- **Task directions**: Nothing should appear in the answer except the lines from the one containing "Within every <instance>, the" through the end of the records below, written out exactly.

- **Task material**:
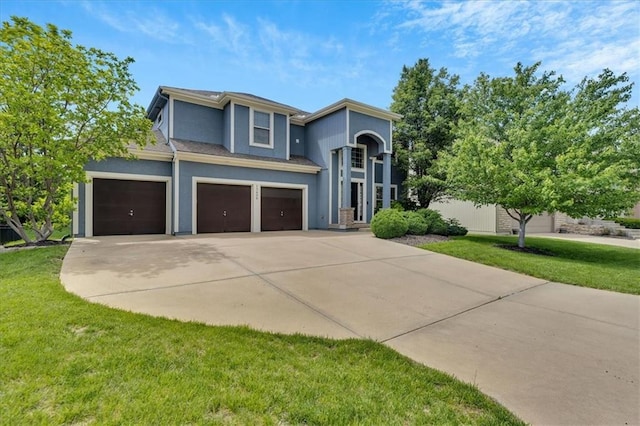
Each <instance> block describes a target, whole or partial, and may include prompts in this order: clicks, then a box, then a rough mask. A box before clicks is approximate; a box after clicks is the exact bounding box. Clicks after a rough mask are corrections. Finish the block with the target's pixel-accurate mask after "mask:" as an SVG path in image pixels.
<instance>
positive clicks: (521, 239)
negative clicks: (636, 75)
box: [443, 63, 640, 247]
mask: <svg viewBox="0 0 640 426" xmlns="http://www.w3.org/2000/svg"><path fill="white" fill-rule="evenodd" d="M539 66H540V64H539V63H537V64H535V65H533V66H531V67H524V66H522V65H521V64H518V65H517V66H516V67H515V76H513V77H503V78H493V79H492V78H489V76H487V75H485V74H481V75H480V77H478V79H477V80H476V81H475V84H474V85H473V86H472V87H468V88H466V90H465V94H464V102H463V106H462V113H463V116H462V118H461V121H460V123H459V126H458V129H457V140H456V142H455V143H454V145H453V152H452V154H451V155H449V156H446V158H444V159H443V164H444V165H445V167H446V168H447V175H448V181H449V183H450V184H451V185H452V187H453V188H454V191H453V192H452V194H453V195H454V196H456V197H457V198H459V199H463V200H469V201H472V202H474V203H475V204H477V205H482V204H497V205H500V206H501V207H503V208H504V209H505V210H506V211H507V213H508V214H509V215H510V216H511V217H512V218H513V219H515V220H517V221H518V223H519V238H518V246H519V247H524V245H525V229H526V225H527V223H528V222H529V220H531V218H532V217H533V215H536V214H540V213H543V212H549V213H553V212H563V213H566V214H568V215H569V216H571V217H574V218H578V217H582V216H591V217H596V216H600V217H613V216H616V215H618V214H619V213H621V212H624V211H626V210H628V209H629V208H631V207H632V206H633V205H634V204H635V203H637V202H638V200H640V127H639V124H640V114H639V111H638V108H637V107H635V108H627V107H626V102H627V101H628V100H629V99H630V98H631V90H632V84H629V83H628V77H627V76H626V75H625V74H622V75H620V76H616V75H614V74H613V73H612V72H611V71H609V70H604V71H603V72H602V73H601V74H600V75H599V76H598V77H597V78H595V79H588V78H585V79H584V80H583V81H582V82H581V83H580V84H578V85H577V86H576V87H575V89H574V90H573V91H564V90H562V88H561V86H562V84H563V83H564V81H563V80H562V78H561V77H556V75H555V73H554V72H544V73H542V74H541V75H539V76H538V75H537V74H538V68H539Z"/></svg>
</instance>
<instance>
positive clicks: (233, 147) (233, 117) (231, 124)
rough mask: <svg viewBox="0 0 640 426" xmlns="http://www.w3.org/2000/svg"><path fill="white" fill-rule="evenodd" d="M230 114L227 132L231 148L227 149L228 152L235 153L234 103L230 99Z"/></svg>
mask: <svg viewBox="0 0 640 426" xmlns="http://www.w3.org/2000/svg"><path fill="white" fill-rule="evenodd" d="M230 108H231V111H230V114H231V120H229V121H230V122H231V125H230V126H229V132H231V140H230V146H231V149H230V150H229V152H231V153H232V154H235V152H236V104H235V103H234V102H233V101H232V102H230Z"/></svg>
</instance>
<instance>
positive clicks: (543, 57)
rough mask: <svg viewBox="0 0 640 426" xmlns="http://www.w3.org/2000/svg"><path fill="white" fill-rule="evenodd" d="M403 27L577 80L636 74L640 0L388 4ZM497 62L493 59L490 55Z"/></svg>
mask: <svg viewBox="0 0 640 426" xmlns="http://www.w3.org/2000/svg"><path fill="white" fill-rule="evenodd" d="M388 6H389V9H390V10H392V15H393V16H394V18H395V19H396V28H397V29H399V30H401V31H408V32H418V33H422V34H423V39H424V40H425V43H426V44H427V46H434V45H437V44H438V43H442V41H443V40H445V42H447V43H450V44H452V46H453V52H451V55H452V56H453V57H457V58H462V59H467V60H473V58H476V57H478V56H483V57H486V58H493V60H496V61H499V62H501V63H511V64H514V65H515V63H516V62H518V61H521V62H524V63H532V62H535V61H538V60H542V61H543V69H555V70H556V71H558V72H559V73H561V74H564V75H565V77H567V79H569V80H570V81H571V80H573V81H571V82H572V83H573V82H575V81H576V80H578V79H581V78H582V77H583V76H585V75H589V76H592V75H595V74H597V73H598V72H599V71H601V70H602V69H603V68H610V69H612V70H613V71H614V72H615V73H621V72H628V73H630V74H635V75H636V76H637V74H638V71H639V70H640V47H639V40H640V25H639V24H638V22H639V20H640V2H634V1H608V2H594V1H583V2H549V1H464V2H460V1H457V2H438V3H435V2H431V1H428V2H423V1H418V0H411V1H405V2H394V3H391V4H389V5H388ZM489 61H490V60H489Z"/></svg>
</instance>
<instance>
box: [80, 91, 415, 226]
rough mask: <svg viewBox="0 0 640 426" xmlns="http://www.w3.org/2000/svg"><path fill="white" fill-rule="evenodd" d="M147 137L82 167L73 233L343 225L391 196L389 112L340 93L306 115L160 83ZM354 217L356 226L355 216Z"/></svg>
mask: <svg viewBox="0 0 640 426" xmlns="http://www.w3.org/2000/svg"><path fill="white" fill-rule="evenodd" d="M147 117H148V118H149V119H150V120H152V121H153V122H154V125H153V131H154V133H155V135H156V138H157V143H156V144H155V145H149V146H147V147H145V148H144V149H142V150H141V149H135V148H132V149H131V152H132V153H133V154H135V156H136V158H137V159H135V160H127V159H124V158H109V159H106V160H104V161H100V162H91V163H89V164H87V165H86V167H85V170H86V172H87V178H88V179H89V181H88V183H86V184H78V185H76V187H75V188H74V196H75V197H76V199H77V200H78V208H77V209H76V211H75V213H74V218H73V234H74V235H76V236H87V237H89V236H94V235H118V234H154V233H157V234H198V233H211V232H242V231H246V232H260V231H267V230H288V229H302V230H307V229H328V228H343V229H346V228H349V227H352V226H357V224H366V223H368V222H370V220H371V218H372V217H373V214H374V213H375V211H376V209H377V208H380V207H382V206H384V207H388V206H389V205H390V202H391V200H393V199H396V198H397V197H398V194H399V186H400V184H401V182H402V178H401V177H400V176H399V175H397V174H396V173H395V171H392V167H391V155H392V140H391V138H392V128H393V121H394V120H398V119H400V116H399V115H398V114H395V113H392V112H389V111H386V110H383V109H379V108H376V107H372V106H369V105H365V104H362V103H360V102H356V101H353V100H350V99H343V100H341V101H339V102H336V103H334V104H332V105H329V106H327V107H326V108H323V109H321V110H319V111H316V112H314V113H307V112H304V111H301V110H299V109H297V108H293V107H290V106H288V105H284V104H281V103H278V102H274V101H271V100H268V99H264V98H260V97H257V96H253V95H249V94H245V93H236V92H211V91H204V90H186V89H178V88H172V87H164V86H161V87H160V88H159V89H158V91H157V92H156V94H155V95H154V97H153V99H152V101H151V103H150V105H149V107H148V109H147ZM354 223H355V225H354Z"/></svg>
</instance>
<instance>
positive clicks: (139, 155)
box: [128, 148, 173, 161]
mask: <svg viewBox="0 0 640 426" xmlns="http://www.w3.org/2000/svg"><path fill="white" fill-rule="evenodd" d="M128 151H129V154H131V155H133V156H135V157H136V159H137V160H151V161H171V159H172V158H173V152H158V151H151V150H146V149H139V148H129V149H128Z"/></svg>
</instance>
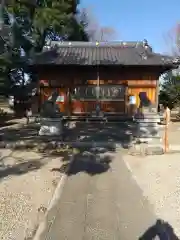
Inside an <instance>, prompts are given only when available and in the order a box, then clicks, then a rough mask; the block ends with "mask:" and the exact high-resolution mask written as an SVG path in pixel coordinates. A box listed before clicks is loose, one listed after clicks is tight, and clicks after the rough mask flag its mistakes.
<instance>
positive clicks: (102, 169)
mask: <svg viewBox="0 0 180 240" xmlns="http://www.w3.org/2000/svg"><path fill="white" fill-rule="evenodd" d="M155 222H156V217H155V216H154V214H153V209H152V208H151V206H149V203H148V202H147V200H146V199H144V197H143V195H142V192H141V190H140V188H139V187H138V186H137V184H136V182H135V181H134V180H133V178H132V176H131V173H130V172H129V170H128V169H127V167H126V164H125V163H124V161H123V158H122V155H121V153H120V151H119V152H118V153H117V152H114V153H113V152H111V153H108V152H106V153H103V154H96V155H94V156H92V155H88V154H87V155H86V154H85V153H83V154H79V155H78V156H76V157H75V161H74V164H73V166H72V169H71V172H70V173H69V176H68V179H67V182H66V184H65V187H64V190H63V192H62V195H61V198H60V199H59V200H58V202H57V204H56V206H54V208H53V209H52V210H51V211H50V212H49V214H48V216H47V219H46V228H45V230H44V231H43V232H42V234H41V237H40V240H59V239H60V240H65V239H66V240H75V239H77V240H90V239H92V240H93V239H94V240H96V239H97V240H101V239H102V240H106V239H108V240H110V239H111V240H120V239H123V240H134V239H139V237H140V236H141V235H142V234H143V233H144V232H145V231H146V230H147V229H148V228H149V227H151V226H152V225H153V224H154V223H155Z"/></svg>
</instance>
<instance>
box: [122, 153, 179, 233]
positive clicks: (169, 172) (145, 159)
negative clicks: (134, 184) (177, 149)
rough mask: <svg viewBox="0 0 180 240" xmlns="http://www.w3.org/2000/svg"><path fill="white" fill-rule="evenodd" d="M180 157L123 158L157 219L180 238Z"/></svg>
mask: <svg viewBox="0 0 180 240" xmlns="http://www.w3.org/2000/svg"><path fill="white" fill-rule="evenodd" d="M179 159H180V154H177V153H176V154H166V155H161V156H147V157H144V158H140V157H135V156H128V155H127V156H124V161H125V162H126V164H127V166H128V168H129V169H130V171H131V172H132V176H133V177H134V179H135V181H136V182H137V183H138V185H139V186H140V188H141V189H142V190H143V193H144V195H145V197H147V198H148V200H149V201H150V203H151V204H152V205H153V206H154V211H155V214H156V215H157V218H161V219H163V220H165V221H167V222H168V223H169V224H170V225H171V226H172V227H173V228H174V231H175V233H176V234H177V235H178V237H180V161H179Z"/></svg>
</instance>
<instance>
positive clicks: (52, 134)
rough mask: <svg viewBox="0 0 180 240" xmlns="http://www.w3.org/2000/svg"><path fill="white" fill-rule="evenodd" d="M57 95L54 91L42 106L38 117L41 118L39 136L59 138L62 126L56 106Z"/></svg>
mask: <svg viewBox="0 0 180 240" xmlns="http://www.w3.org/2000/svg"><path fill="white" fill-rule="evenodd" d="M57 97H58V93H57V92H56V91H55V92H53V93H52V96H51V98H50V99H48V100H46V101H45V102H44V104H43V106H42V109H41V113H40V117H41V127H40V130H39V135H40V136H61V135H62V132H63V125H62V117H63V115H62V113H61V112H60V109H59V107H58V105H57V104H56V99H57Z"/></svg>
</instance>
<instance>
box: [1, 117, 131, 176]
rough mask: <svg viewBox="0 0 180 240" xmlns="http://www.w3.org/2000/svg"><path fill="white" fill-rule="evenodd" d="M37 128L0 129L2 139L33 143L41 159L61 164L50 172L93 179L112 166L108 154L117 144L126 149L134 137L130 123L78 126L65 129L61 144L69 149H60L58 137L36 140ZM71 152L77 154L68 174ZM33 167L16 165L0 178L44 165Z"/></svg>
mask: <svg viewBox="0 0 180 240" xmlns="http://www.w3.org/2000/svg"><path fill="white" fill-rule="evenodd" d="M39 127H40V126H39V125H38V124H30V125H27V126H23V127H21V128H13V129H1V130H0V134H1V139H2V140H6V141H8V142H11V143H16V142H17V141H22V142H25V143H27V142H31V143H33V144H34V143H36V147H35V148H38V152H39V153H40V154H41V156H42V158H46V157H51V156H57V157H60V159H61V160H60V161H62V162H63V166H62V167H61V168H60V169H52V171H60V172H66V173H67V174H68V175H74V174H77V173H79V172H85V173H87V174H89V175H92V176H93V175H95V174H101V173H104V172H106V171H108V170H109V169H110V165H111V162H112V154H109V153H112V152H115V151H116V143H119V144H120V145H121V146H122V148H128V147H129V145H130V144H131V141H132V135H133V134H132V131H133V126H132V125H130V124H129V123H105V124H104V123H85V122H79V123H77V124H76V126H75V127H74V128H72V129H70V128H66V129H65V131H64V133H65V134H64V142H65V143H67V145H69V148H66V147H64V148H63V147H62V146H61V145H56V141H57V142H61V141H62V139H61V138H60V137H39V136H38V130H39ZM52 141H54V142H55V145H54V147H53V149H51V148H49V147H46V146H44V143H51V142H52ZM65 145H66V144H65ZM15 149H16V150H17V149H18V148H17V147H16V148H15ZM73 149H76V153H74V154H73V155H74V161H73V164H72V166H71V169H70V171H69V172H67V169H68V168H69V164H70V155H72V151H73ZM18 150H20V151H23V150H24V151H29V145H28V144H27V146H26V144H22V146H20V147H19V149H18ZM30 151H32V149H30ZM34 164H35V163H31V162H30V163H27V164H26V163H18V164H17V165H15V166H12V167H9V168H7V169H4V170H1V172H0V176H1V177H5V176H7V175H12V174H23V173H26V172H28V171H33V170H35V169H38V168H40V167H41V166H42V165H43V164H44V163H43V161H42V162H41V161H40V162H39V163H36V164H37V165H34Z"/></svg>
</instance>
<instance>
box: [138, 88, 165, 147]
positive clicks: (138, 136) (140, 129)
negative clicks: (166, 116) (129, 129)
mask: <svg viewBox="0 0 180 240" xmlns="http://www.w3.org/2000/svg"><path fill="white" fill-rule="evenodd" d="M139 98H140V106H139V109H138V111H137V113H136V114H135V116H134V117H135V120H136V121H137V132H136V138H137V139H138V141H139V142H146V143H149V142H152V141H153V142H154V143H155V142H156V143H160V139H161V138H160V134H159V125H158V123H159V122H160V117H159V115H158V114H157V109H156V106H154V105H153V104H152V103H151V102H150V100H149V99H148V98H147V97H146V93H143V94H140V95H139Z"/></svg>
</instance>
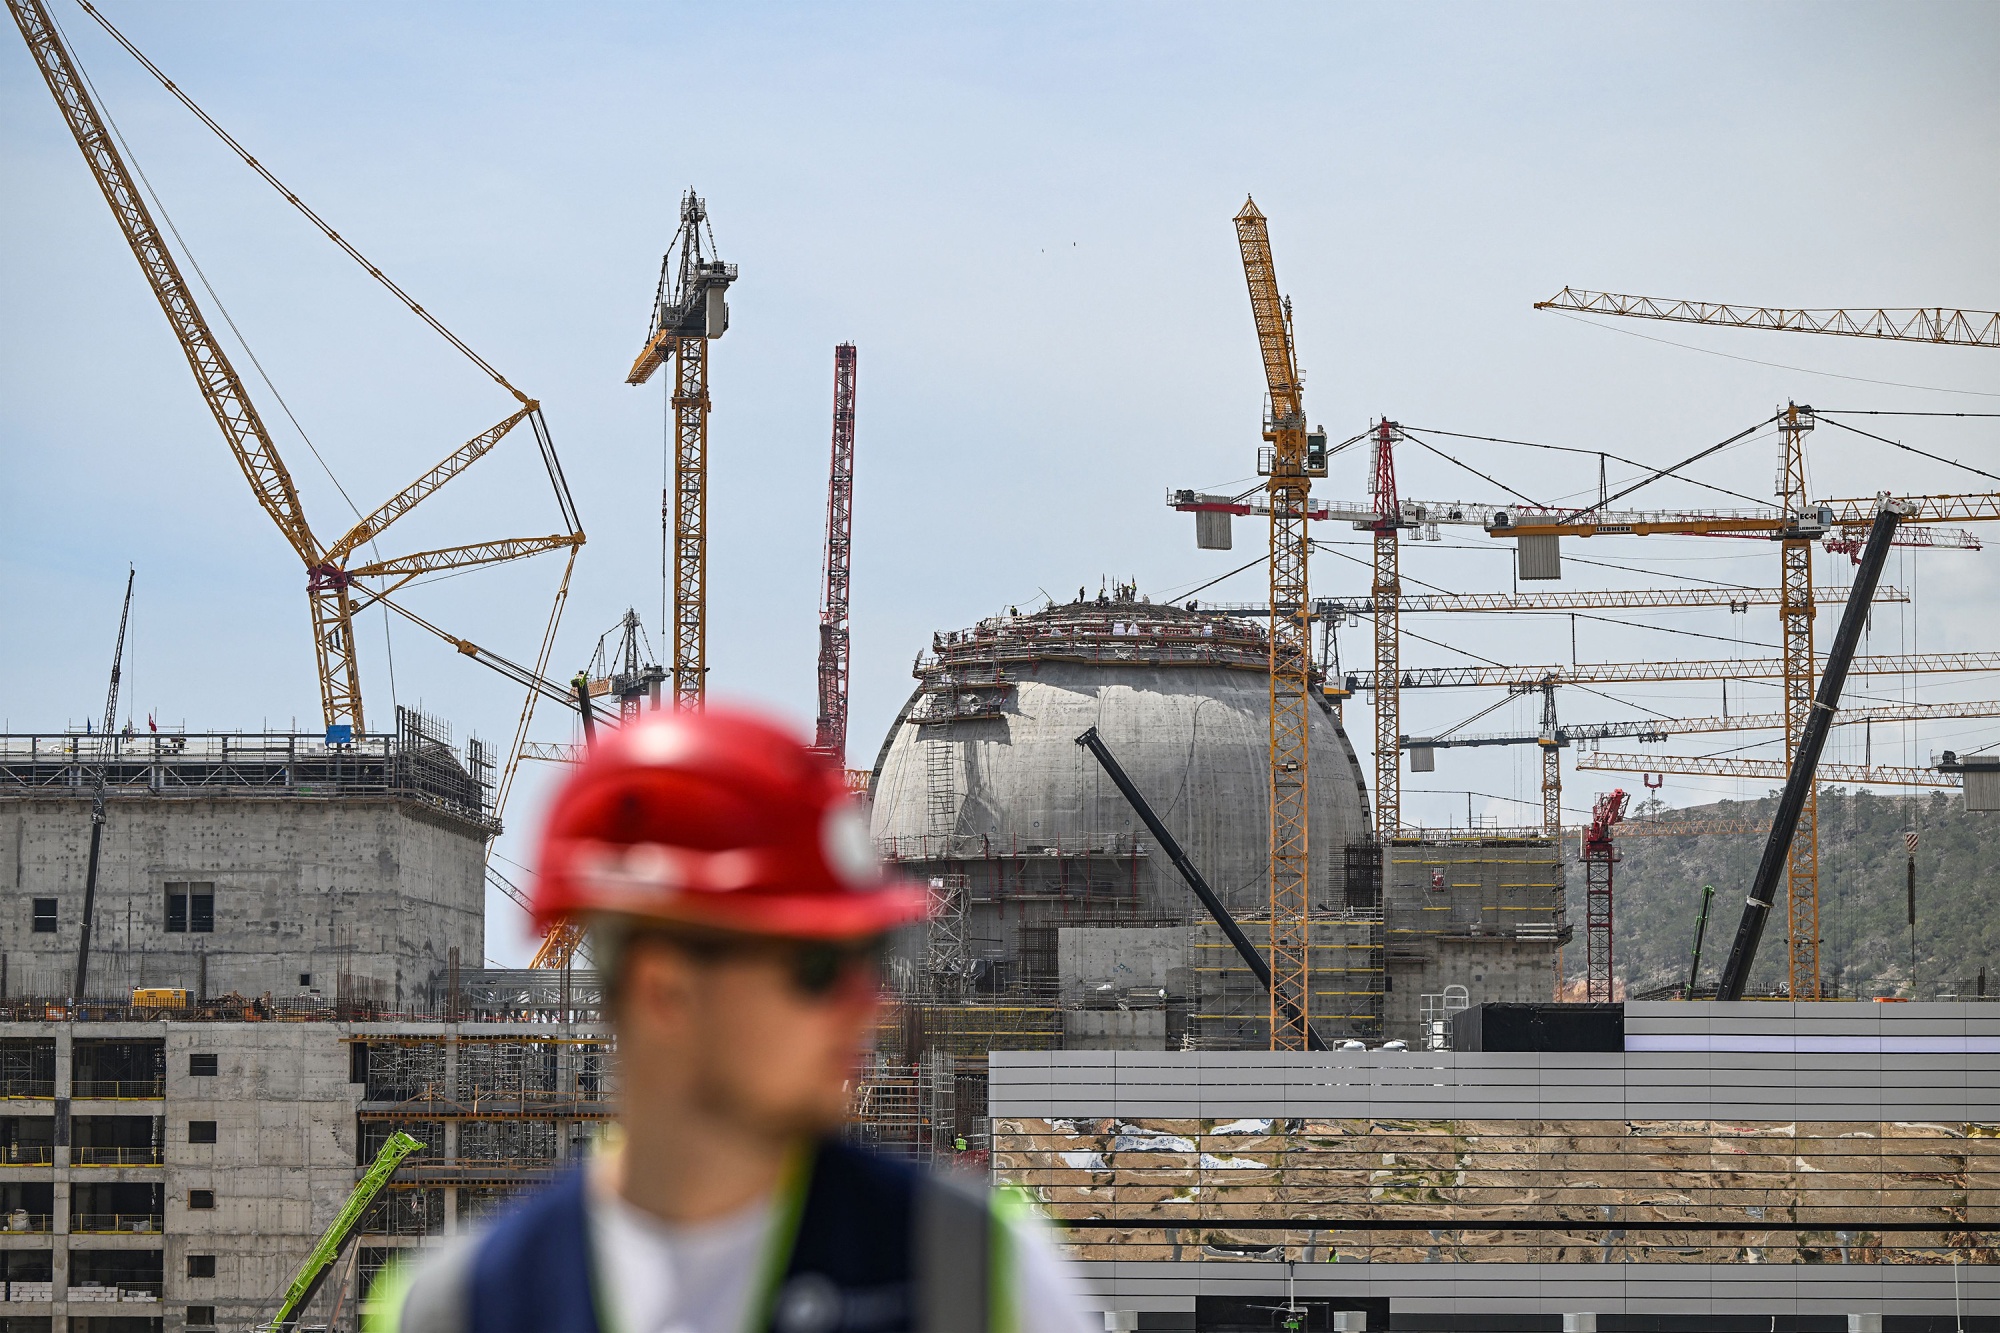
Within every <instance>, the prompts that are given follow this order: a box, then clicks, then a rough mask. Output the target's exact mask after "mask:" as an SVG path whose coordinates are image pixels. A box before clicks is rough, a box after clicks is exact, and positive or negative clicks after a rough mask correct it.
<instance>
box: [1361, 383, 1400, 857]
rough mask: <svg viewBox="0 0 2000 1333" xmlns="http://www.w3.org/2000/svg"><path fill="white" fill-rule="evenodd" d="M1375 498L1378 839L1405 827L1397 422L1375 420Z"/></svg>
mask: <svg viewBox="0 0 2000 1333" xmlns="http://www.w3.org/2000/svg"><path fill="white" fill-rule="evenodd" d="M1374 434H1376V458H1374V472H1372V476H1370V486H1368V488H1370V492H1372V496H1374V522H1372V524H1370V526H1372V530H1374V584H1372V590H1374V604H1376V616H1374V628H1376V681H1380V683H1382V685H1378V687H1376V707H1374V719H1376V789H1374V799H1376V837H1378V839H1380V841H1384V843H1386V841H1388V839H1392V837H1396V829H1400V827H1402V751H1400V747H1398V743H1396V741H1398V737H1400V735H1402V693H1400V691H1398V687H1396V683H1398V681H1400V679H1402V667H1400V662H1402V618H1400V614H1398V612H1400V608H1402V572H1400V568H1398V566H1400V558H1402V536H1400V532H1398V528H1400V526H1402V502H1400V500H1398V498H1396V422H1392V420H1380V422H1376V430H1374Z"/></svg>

- **Problem solution**:
Within every <instance>, the prompts that are given follow this order: a box, then clicks, then a rough mask. Output the target's exact mask after "mask:" as an SVG path whose coordinates are image pixels. A box before clicks is rough, a box after clicks is exact, and positive or negative clicks after a rough mask correct it.
<instance>
box: [1361, 383, 1400, 857]
rough mask: <svg viewBox="0 0 2000 1333" xmlns="http://www.w3.org/2000/svg"><path fill="white" fill-rule="evenodd" d="M1375 498L1378 839L1405 827L1397 422L1375 420Z"/></svg>
mask: <svg viewBox="0 0 2000 1333" xmlns="http://www.w3.org/2000/svg"><path fill="white" fill-rule="evenodd" d="M1374 434H1376V458H1374V472H1372V476H1370V486H1368V488H1370V492H1372V496H1374V522H1372V524H1370V526H1372V530H1374V584H1372V590H1374V604H1376V616H1374V628H1376V681H1380V683H1382V685H1378V687H1376V707H1374V719H1376V789H1374V799H1376V837H1378V839H1380V841H1384V843H1386V841H1388V839H1392V837H1396V829H1400V827H1402V751H1400V747H1398V743H1396V741H1398V737H1400V735H1402V693H1400V691H1398V687H1396V683H1398V681H1400V679H1402V667H1400V662H1402V618H1400V614H1398V612H1400V608H1402V572H1400V568H1398V566H1400V558H1402V536H1400V532H1398V528H1400V526H1402V502H1400V500H1398V498H1396V422H1392V420H1380V422H1376V430H1374Z"/></svg>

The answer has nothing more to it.